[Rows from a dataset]
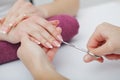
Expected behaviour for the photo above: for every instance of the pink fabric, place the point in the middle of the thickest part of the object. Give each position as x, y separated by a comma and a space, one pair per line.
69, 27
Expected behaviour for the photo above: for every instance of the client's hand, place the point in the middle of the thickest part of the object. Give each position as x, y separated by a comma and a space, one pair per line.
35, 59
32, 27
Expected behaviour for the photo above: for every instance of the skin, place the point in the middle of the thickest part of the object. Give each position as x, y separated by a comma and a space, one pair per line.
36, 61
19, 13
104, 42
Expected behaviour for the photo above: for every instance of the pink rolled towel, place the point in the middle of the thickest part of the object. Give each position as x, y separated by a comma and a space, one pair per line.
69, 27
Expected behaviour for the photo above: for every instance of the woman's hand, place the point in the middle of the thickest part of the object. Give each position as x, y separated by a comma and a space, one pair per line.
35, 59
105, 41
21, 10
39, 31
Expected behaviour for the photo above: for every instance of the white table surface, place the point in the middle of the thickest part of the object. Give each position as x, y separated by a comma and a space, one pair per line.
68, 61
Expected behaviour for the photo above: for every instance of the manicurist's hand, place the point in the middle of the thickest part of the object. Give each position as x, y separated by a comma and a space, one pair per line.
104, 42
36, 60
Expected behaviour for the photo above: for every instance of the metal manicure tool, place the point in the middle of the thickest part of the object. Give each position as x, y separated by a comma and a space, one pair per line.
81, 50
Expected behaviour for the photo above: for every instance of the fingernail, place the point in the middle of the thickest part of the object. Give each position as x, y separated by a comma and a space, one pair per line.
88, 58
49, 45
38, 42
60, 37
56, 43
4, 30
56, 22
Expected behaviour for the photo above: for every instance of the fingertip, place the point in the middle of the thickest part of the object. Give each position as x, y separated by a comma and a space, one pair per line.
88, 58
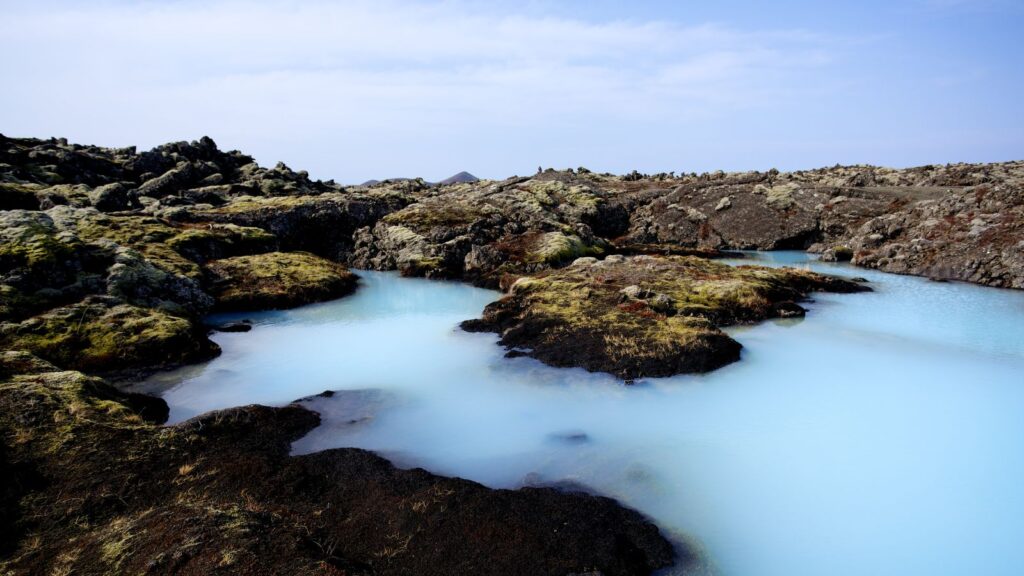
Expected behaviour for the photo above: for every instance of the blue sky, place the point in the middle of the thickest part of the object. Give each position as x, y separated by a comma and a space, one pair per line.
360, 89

---

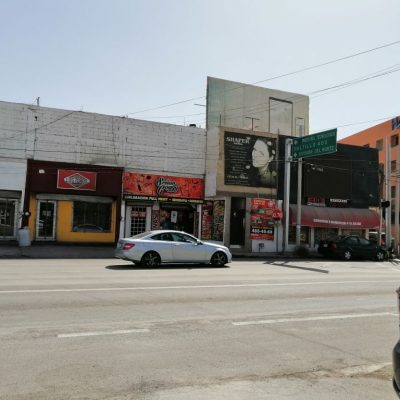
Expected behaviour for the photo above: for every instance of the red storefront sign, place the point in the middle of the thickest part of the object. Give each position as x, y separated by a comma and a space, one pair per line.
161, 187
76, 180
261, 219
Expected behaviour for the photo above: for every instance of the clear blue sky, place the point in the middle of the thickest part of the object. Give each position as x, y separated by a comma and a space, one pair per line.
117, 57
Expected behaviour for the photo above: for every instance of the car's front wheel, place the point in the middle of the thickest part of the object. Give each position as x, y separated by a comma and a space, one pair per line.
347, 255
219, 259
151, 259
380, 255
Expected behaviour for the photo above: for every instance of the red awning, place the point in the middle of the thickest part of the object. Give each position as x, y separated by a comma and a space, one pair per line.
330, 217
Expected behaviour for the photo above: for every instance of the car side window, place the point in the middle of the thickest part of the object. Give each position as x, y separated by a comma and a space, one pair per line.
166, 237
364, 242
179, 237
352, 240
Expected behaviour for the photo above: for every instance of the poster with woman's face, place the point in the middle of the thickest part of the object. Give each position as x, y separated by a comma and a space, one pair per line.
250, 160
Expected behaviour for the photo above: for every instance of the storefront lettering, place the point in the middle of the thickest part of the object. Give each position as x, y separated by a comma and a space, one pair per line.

YOUR INSTRUCTIONS: Pull out the entries word for word. Begin at the line that contains "of the poster" and stop after the line that contains "of the storefront", including both of those lines.

ANSWER TO THIS EXERCISE:
Expected behaviour for the photo above: for every instance of the poster with woman's face, place the point in the middle of the thickest part of the object. Give each position as x, y separated by a comma and a space, one pair per line.
250, 160
Expected behaviour for the photo above: for every instance of the storefront lettering, place the point in the middle of the thickest part of the object. Give each position as x, y separated by a comma and a space, one pair per line.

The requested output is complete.